*** Opening PASSAGE PROVIDED ***

Hiv-i gp41 fusion peptides for immunomodulaltion

The present invention provides novel uses of peptides derived from the HIV gp41 fusion peptide domain, in methods for prevention or treatment of autoimmune and other T cell-mediated pathologies which comprise administering to a subject an effective quantity of an HIV gp41 fusion peptide or fragments, homologs and derivatives thereof. Certain novel fragments of the HIV gp41 fusion peptide useful in the methods of the present invention are claimed as such.

Human immunodeficiency virus (HIV) infection confounds the immune response. Untreated HIV infection usually leads to a state of general immunosuppression, the acquired immune deficiency syndrome (AIDS), and susceptibility to otherwise innocuous opportunistic infections. However, to establish a successful infection and replicate, the virus has to evade immune control, a task that HIV accomplishes by using a broad array of mechanisms, recently reviewed (Johnson and Desrosiers, 2002). Of particular interest is the inhibition of the CD4⁺ T-cell activity directed to HIV itself (Rosenberg et al, 1997; Norris and Rosenberg, 2001); anti-HIV CD4⁺ T cells are required to establish a CD8⁺ T-cell response capable of controlling the virus (Altfeld and Rosenberg, 2000).

*** Closing PASSAGE PROVIDED ***
*** Opening RAW DATA ***

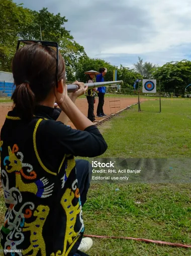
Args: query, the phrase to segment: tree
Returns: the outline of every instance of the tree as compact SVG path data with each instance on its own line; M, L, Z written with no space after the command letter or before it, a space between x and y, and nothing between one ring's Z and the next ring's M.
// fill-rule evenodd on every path
M66 64L66 73L68 81L75 80L75 70L78 58L86 53L83 46L80 45L63 26L68 21L60 14L56 15L43 8L39 12L31 11L33 17L33 23L27 26L20 33L22 38L55 41L58 43L60 51Z
M11 71L19 31L29 24L32 17L28 9L12 0L0 0L0 70Z
M167 62L156 69L153 76L160 80L162 90L184 94L185 88L191 83L191 61L183 59Z
M138 57L139 61L134 64L135 70L140 74L143 78L151 79L153 78L153 73L157 66L150 62L143 62L143 59Z

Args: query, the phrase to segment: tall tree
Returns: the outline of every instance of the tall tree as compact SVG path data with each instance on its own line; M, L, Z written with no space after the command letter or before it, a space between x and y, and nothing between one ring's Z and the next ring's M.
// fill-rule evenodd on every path
M183 59L167 62L156 69L153 76L160 79L163 91L183 95L185 88L191 83L191 61Z
M10 71L19 32L32 21L29 10L12 0L0 0L0 70Z
M138 57L138 59L139 61L134 64L137 72L140 74L143 78L150 79L153 78L153 71L157 66L150 62L143 62L143 59L140 57Z

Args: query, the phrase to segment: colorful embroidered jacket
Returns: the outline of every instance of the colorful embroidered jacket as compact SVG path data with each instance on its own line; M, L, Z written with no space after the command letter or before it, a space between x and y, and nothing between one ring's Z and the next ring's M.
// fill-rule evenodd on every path
M13 255L73 256L84 232L73 156L102 154L107 144L94 125L76 130L54 121L53 108L36 112L26 122L14 109L1 131L2 245L18 250Z

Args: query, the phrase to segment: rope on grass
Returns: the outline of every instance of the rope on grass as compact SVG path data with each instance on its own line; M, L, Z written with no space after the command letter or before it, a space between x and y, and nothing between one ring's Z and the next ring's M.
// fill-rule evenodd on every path
M148 243L154 243L158 244L165 244L171 246L183 247L183 248L191 248L191 245L187 244L182 244L181 243L171 243L169 242L164 242L163 241L157 241L156 240L151 240L144 238L135 238L134 237L118 237L118 236L107 236L103 235L83 235L87 237L96 237L97 238L111 238L111 239L124 239L126 240L134 240L135 241L140 241L141 242L145 242Z

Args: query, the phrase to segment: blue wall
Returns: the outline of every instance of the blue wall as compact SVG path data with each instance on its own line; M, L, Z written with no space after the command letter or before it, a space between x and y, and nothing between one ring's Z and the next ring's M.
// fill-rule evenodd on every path
M0 82L0 91L3 93L7 94L8 97L11 97L12 96L15 88L16 86L13 83L4 83L4 82Z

*** Closing RAW DATA ***

PROBLEM DETAILS:
Rewrite the part of the HIV fusion peptide text that opens with the words containing "Hiv-i gp41 fusion" and closes with "claimed as such.", putting "inflammatory" in place of "autoimmune". This data has nothing to do with the HIV fusion peptide text.

FINAL ANSWER:
Hiv-i gp41 fusion peptides for immunomodulaltion

The present invention provides novel uses of peptides derived from the HIV gp41 fusion peptide domain, in methods for prevention or treatment of inflammatory and other T cell-mediated pathologies which comprise administering to a subject an effective quantity of an HIV gp41 fusion peptide or fragments, homologs and derivatives thereof. Certain novel fragments of the HIV gp41 fusion peptide useful in the methods of the present invention are claimed as such.